* What you are asked to do
Substitute "pin" for "marker" in the entries from the start of the entries through the line containing "point(241, 43)", inclusive, and reproduce those lines with nothing else changed. Omit the pictures from the output.

Coordinate annotation entries
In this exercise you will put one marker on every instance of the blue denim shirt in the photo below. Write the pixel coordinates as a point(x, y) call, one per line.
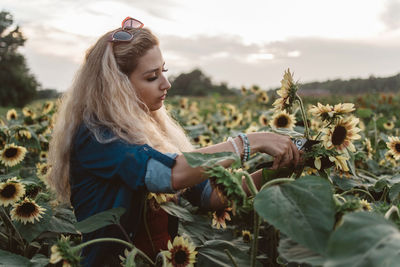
point(119, 174)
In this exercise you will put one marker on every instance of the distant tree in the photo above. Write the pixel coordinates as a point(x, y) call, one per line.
point(196, 83)
point(17, 86)
point(47, 93)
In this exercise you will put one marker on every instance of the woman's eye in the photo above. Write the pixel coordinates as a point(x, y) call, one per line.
point(152, 79)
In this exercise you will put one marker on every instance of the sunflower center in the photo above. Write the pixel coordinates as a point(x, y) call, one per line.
point(282, 122)
point(397, 147)
point(26, 209)
point(11, 152)
point(339, 135)
point(8, 191)
point(180, 257)
point(219, 213)
point(44, 170)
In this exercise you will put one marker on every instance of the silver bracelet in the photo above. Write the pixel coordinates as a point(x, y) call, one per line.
point(230, 139)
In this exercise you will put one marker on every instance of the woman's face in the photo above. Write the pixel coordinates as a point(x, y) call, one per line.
point(148, 79)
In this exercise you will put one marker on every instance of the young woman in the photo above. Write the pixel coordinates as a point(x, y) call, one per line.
point(114, 142)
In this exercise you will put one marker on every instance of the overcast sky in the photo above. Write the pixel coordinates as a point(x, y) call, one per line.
point(238, 42)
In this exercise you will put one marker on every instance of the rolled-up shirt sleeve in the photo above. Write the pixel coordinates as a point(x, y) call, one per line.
point(158, 175)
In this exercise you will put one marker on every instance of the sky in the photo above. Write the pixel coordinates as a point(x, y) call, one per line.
point(241, 43)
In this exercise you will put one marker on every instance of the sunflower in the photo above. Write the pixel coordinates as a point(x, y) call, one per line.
point(389, 125)
point(27, 112)
point(394, 146)
point(365, 205)
point(183, 103)
point(263, 98)
point(390, 158)
point(263, 120)
point(194, 107)
point(12, 154)
point(12, 115)
point(235, 120)
point(324, 112)
point(283, 119)
point(340, 162)
point(343, 108)
point(160, 197)
point(287, 92)
point(22, 134)
point(246, 236)
point(180, 253)
point(26, 211)
point(11, 191)
point(219, 218)
point(342, 134)
point(252, 128)
point(205, 140)
point(315, 125)
point(243, 90)
point(255, 89)
point(47, 107)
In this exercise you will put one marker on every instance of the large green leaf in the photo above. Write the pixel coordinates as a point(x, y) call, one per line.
point(30, 231)
point(394, 192)
point(294, 252)
point(364, 239)
point(304, 210)
point(100, 220)
point(212, 254)
point(177, 211)
point(196, 159)
point(10, 259)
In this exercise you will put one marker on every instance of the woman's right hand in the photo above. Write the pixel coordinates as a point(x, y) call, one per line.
point(280, 147)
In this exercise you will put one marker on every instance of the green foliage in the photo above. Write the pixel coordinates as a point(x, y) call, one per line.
point(303, 210)
point(17, 86)
point(364, 239)
point(100, 220)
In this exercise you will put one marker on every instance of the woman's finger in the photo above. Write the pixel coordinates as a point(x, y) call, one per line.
point(277, 161)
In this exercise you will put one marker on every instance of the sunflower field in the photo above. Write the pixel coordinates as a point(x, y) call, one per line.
point(340, 207)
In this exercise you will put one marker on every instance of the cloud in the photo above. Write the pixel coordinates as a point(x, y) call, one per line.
point(225, 58)
point(390, 15)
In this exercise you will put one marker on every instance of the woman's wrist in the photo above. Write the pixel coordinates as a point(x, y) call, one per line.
point(256, 140)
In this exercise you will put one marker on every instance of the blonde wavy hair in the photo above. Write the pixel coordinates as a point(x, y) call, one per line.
point(102, 95)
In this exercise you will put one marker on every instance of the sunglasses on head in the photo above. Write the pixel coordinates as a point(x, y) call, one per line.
point(122, 35)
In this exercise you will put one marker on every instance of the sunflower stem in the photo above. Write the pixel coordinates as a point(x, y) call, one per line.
point(227, 252)
point(276, 181)
point(256, 231)
point(116, 240)
point(7, 221)
point(250, 184)
point(358, 190)
point(304, 116)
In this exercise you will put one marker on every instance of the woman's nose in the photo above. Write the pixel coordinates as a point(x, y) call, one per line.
point(166, 84)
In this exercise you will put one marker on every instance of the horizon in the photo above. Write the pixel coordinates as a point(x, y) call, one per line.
point(318, 41)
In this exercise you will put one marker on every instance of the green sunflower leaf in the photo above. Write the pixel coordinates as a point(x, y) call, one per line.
point(304, 210)
point(196, 159)
point(364, 239)
point(100, 220)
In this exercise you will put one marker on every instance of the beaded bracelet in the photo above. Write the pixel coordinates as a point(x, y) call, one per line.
point(246, 147)
point(230, 139)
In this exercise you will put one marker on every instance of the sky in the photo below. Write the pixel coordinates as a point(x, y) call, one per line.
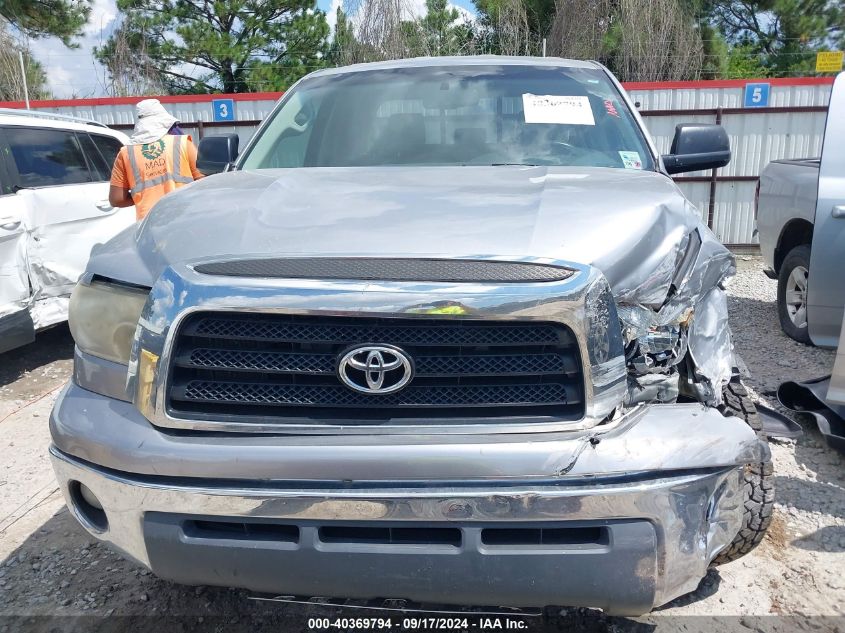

* Solution to this exercise
In this exercise you will put one pin on every instance of the blue denim shirt in the photo below. Write the pixel coordinates as a point(x, y) call, one per line.
point(119, 174)
In this exercise you will put one pin on every instance of the distant tree in the photo above. Write the pixel coordinates as a point(x, y) call, one per line.
point(196, 83)
point(17, 86)
point(47, 93)
In this exercise you will put one pin on every instance of the woman's eye in the photo above. Write the pixel coordinates as a point(x, y) call, one per line.
point(152, 79)
In this exercise you will put one pin on every instance of the sunflower center in the photo above. Write the pixel coordinates as a point(x, y) call, one per line.
point(282, 122)
point(397, 147)
point(26, 209)
point(11, 152)
point(339, 135)
point(8, 191)
point(180, 257)
point(219, 213)
point(44, 170)
In this exercise you will put one pin on every instance of the silver bracelet in the photo above. Write the pixel coordinates as a point(x, y) call, one per line.
point(230, 139)
In this exercise you will put one pin on every instance of the woman's face in the photo above. Write the pixel coordinates as a point(x, y) call, one per line.
point(148, 79)
In this exercise you will put one pin on every instance of the young woman in the photo above. Write the pixel coordinates as a point(x, y) call, one per line.
point(114, 142)
In this exercise you will put one pin on every instance of the overcast sky in the photo above. Write the pixel coordinates as a point(x, y) call, one per line.
point(238, 42)
In this exercise you will put one pin on every instance of the rolled-up shirt sleeve in the photo above. Write the pixel coordinates as a point(x, y) call, one per line.
point(158, 175)
In this exercise you will put one pin on every instance of the sky in the photo above. Write the pixel coordinates as a point(x, y) call, one per line.
point(241, 43)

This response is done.